*** Opening EXTRACTED DATA ***

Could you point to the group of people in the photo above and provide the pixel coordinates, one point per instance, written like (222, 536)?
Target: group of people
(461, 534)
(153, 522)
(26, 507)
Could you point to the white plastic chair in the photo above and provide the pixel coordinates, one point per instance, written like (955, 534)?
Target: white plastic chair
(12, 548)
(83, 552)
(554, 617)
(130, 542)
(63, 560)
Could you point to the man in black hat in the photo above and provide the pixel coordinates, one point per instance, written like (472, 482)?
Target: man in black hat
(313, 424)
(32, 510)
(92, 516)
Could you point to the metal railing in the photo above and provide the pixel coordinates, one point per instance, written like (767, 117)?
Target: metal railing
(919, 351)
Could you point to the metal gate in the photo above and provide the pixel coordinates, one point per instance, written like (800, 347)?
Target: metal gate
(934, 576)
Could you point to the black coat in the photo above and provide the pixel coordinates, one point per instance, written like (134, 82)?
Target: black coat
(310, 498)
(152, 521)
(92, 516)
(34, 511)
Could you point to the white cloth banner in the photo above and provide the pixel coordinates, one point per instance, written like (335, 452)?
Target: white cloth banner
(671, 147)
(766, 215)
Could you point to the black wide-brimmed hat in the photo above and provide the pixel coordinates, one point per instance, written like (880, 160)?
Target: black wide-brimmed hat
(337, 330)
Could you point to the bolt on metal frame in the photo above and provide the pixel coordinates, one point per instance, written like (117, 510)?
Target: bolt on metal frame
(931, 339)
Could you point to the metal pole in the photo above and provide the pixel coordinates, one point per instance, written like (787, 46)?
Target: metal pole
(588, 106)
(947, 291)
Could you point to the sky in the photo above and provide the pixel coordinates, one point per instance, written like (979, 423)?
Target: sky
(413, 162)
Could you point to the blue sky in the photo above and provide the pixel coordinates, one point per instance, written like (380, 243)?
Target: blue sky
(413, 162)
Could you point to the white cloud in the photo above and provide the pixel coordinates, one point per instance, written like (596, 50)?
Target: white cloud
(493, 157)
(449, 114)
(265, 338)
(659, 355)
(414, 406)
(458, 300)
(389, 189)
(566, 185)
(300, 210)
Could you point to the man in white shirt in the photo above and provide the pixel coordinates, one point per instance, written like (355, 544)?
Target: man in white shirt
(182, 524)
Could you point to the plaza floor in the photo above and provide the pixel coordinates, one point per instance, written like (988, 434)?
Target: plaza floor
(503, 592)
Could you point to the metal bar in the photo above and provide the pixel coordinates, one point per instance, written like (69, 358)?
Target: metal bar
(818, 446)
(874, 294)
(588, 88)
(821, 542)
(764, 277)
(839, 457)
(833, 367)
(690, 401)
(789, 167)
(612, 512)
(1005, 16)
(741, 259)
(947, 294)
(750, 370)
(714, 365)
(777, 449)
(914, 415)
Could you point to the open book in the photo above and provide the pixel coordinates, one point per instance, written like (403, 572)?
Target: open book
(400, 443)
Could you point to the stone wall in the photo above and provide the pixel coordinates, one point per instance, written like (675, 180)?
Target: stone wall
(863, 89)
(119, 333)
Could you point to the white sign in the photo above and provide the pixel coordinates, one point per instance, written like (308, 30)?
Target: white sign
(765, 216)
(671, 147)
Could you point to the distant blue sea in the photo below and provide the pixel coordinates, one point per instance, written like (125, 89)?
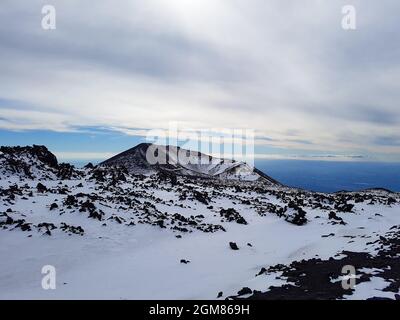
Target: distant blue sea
(329, 176)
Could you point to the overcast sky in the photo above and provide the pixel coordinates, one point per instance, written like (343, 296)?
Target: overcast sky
(286, 69)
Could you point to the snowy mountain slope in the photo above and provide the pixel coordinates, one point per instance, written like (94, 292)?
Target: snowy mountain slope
(112, 234)
(183, 162)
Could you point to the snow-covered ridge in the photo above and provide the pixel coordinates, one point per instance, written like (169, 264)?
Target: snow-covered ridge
(196, 164)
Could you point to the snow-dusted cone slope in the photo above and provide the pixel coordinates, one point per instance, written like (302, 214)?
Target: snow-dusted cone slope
(180, 161)
(128, 229)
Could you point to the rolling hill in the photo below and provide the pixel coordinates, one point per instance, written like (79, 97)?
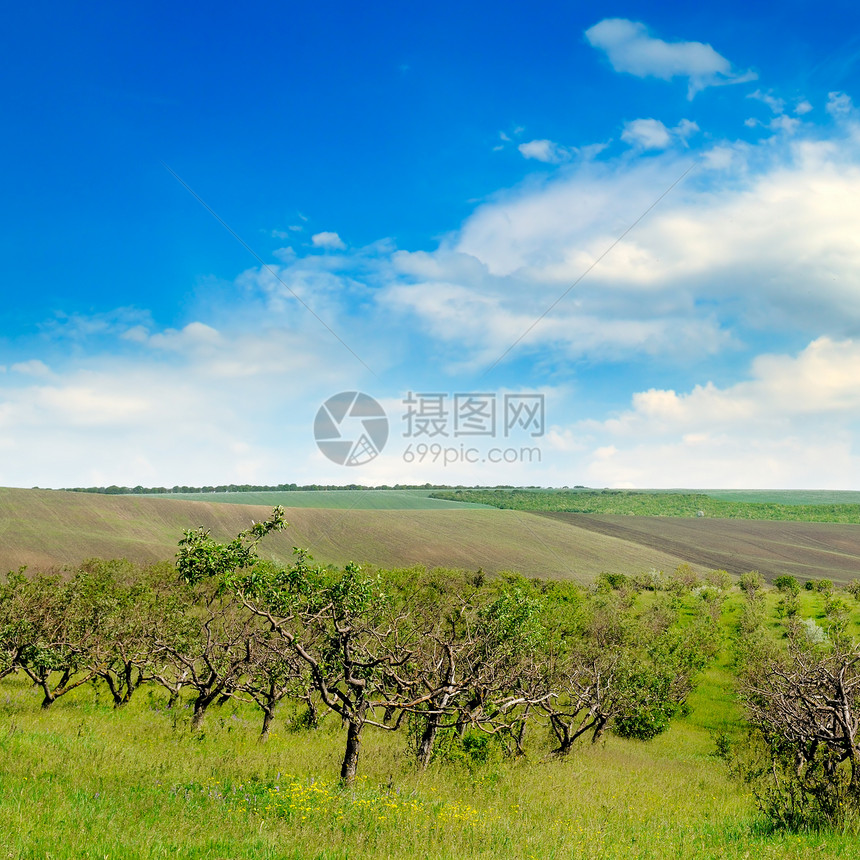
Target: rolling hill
(47, 529)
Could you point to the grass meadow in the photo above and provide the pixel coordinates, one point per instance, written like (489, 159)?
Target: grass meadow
(85, 780)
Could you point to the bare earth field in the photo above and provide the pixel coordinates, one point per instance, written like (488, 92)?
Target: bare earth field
(804, 550)
(51, 528)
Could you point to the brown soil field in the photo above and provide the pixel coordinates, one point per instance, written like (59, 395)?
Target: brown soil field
(47, 529)
(804, 550)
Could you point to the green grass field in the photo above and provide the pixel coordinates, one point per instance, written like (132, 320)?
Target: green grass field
(360, 500)
(83, 780)
(656, 504)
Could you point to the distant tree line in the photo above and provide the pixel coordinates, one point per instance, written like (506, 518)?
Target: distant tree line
(114, 490)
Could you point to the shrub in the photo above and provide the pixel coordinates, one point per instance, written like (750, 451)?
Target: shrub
(787, 584)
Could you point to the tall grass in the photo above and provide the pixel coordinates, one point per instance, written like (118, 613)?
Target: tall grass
(84, 780)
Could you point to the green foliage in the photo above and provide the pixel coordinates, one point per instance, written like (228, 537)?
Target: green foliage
(608, 581)
(751, 583)
(787, 584)
(643, 503)
(201, 557)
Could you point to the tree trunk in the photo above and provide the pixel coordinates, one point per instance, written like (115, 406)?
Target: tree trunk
(201, 703)
(353, 746)
(428, 739)
(268, 716)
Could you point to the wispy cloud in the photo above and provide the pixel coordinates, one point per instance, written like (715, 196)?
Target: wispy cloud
(653, 134)
(631, 48)
(329, 241)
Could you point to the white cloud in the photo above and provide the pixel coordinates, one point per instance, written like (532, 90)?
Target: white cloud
(839, 105)
(646, 134)
(329, 241)
(631, 48)
(653, 134)
(33, 367)
(544, 150)
(790, 424)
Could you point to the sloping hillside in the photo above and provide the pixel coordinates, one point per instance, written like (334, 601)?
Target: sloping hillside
(49, 528)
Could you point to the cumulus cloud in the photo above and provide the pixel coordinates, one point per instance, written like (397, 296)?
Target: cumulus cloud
(329, 241)
(33, 367)
(652, 134)
(789, 424)
(631, 48)
(839, 105)
(544, 150)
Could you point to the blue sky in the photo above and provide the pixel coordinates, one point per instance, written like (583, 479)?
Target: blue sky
(645, 213)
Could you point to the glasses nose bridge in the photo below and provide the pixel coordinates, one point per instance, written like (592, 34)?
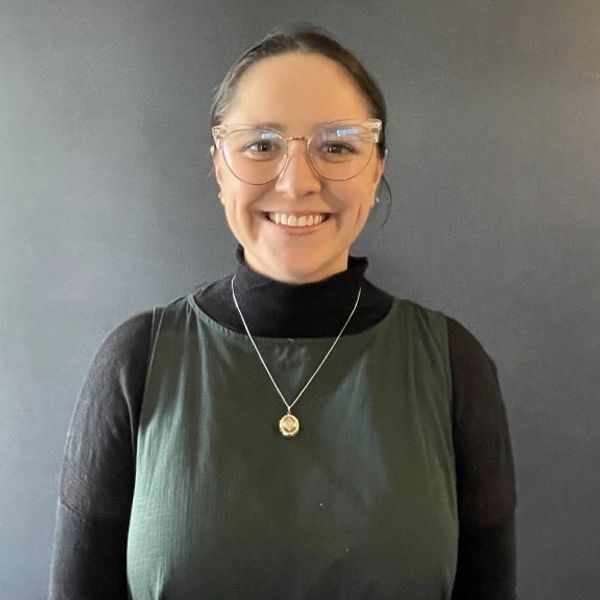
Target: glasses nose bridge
(293, 138)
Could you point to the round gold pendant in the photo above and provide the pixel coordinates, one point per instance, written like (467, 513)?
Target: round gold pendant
(289, 425)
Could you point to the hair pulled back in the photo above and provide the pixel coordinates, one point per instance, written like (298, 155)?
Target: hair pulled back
(309, 39)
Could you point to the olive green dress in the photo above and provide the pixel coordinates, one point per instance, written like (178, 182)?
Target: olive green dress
(360, 504)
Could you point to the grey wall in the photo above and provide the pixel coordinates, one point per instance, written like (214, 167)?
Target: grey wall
(106, 209)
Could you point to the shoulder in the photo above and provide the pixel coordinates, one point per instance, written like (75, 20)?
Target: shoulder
(467, 354)
(126, 343)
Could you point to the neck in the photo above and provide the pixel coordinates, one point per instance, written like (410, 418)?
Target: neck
(273, 308)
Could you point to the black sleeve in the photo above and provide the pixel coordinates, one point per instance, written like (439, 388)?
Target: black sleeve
(98, 470)
(486, 567)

*** Closing EXTRACTED DATA ***

**AIM OF THE TASK**
Give exactly the lines from the one with "Could you point to the olive" to the end of the entries, nothing before them.

**WRITTEN RESPONSE**
Could you point to the olive green dress in the photo above and provide the pixel coordinates, one point per instance, written like (178, 182)?
Target: olive green dress
(360, 504)
Could you point to the grey wall in the photo above and provide the pixel coordinates, one point per instance, written like (214, 167)?
Target: grey wall
(106, 209)
Could you point to the shoulder in the photo above and provide the pixel coordinates, one point per instance, written like (75, 20)?
Target: shoulder
(467, 354)
(126, 343)
Could you point to the neck in the photo above and provide the pixel coordinates, one point per instance, written like (410, 418)?
Target: neck
(273, 308)
Could you point to the black sleeve in the photo above and provide the pixel coordinates, one point per instance, written like (439, 388)?
Target: black sleeve
(98, 470)
(486, 567)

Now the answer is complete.